JAYAGROGN - Jayant Agro Org.
Financial Performance
Revenue Growth by Segment
Consolidated revenue from operations grew by 17.59% YoY, reaching INR 2,529.83 Cr in FY2025 compared to INR 2,151.38 Cr in FY2024. Standalone revenue increased by 20.33% to INR 1,210.96 Cr. The growth is driven by higher volumes in the castor oil and derivatives segments, though the castor oil segment remains a high-revenue, low-margin business.
Geographic Revenue Split
Not explicitly disclosed in percentages by region, but the company is a major exporter, with total Indian castor oil exports rising 6.19% from 6.46 Lakh Metric Tons in FY2024 to 6.86 Lakh Metric Tons in FY2025. The company faces a significant 50% tariff on exports to the US, which is a key monitorable for future geographic revenue distribution.
Profitability Margins
Consolidated PAT/OI (Profit After Tax to Operating Income) improved from 1.9% in FY2023 to 2.6% in FY2024. Consolidated Profit before Finance cost and Tax stood at INR 91.05 Cr in FY2025, a 10.32% increase from INR 82.53 Cr in FY2024. Margins are constrained by the high revenue share of the low-margin castor oil segment.
EBITDA Margin
Consolidated OPBDIT/OI margin was 4.5% in FY2024, up from 3.5% in FY2023. This 100 bps improvement reflects better operational efficiencies and a shift toward higher-margin derivatives, although overall margins remain moderate due to commodity price volatility.
Capital Expenditure
The company is undertaking greenfield capex to expand the higher-margin castor derivative segment. While specific INR Cr for the new project is not detailed, maintenance capex is expected to be funded through internal accruals. Total depreciation and amortisation expenses rose 22.2% to INR 19.41 Cr in FY2025, indicating increased asset base.
Credit Rating & Borrowing
The company maintains an [ICRA]A- (Stable) rating for long-term debt and [ICRA]A2+ for short-term debt as of September 2025. Interest coverage ratio was healthy at 10.3x in FY2024. Finance costs increased significantly by 99.6% to INR 18.92 Cr in FY2025 from INR 9.48 Cr in FY2024, reflecting higher borrowing or utilization of limits.
Operational Drivers
Raw Materials
Castor seeds and Castor oil are the primary raw materials, accounting for the bulk of the cost of goods sold. The business is commoditised, making it highly sensitive to the price fluctuations of these agricultural inputs.

> Required work
Please write the next part of the Jayant Agro company profile, starting after its last sentence. The material comes from a separate source.

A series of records
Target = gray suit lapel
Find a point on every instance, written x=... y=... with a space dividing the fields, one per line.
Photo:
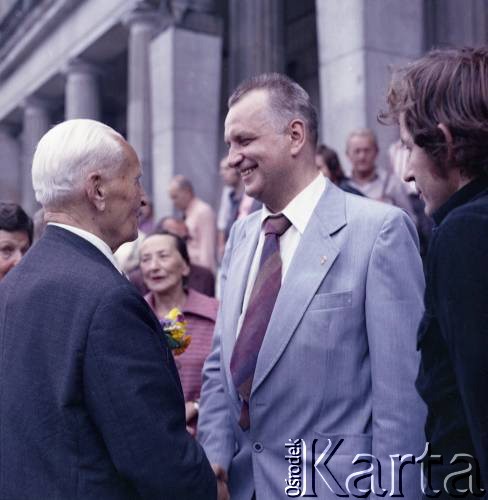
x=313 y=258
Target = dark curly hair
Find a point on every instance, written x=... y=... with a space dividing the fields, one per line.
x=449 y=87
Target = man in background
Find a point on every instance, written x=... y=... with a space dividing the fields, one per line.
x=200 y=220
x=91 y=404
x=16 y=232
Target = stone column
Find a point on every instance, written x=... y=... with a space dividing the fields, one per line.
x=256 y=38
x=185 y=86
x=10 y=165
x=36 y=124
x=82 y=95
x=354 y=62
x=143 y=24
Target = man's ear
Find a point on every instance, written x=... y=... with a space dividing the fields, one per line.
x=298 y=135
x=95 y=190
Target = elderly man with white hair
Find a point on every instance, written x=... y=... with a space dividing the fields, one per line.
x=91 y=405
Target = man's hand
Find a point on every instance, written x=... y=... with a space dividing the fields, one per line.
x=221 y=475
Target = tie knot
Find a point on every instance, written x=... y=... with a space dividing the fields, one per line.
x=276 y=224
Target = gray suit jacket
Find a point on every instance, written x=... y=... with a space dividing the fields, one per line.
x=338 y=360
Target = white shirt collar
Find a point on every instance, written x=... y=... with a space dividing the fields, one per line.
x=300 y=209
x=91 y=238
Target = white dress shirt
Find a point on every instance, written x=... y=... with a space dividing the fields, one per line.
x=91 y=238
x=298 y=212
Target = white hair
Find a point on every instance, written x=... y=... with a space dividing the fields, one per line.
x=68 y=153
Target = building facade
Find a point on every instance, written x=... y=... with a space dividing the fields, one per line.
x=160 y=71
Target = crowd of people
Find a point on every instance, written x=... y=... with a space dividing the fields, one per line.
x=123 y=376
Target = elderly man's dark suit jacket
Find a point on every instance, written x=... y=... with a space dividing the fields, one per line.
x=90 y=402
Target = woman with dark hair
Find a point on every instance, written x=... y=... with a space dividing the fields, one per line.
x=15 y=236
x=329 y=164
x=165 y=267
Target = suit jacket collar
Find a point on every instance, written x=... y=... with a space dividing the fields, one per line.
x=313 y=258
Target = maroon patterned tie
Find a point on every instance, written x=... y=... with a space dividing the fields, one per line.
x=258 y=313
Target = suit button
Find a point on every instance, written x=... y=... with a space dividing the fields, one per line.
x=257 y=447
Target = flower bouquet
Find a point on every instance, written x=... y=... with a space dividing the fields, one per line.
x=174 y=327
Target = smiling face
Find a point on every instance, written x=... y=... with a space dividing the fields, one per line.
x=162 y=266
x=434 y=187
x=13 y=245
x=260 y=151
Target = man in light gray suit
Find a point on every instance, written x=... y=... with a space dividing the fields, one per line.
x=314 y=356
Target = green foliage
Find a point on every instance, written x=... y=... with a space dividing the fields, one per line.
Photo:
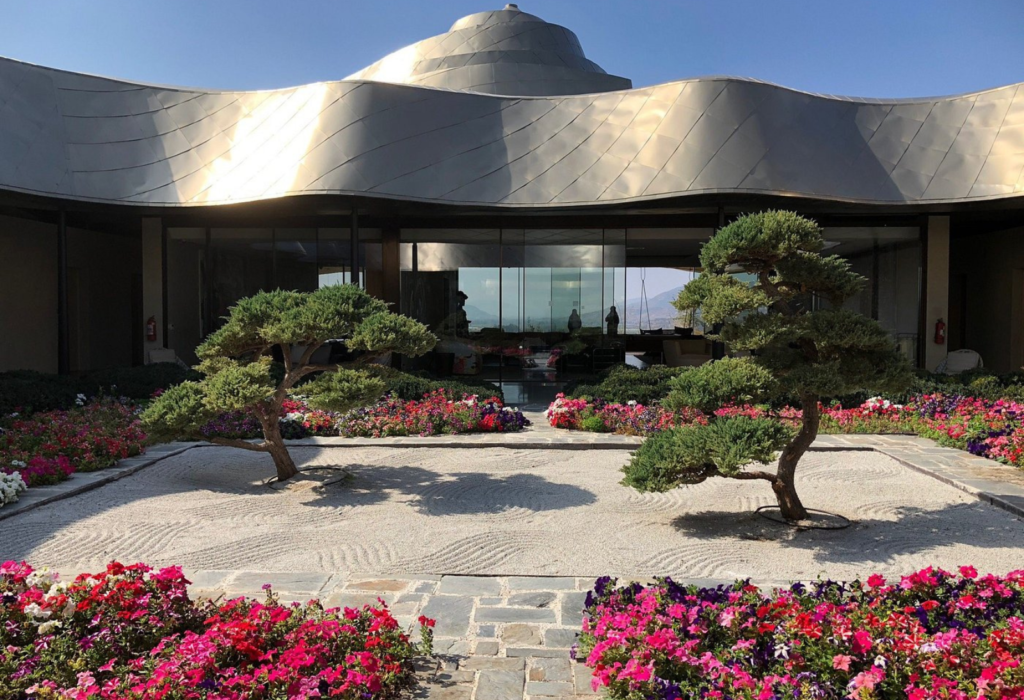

> The reply
Import Sources
Primarily sourced from Gujarat and Rajasthan, India, which are the global hubs for castor seed production. The company monitors crop estimates closely to manage procurement.
Key Suppliers
Not disclosed in available documents; however, procurement is backed by orders and hedging to mitigate price volatility.
Capacity Expansion
Ongoing greenfield capex is focused on increasing the production capacity of castor oil-based derivatives to improve the product mix toward higher-margin offerings.
Raw Material Costs
Raw material costs are a major component of the revenue, though specific % of revenue is not provided. The company has shifted to an inventory holding policy where procurement is backed by specific orders to mitigate the risk of price volatility in castor seeds.
Manufacturing Efficiency
The company focuses on reducing wastages and improving recoveries through selection of efficient processing routes. Specific capacity utilization % was not disclosed.
Logistics & Distribution
Not disclosed as a specific % of revenue, but the company operates through subsidiaries like Ihsedu Itoh Green Chemicals Marketing for distribution.
Strategic Growth
Expected Growth Rate
17.60%
Growth Strategy
Growth is targeted through greenfield expansion in the high-margin castor derivatives segment and strategic joint ventures, such as Vithal Castor Polyols Private Limited (VCPPL) with Mitsui Chemicals (50:40:10 JV). The company aims to leverage its leadership position and 50+ years of promoter experience to increase market share in specialized chemical applications.
Products & Services
Castor oil, castor oil-based derivatives, sebacic acid, 12-HSA, and polyols used in polymers, plastics, and rubber industries.
Brand Portfolio
Jayant Agro-Organics, Ihsedu.
New Products/Services
The company is focusing on green chemicals and castor-based polyols through its JV VCPPL to cater to the growing demand for sustainable hydrocarbon substitutes.
Market Expansion
Expansion is focused on increasing the share of derivatives in the total product mix and strengthening global tie-ups with reputed chemical companies for volume offtake visibility.
Market Share & Ranking
The Jayant Group holds a leadership position in the Indian castor oil and castor oil-based derivatives business.
Strategic Alliances
Key JV: Vithal Castor Polyols Private Limited (VCPPL) with Mitsui Chemicals and Itoh Oil Chemicals Co. Ltd (IOCCL).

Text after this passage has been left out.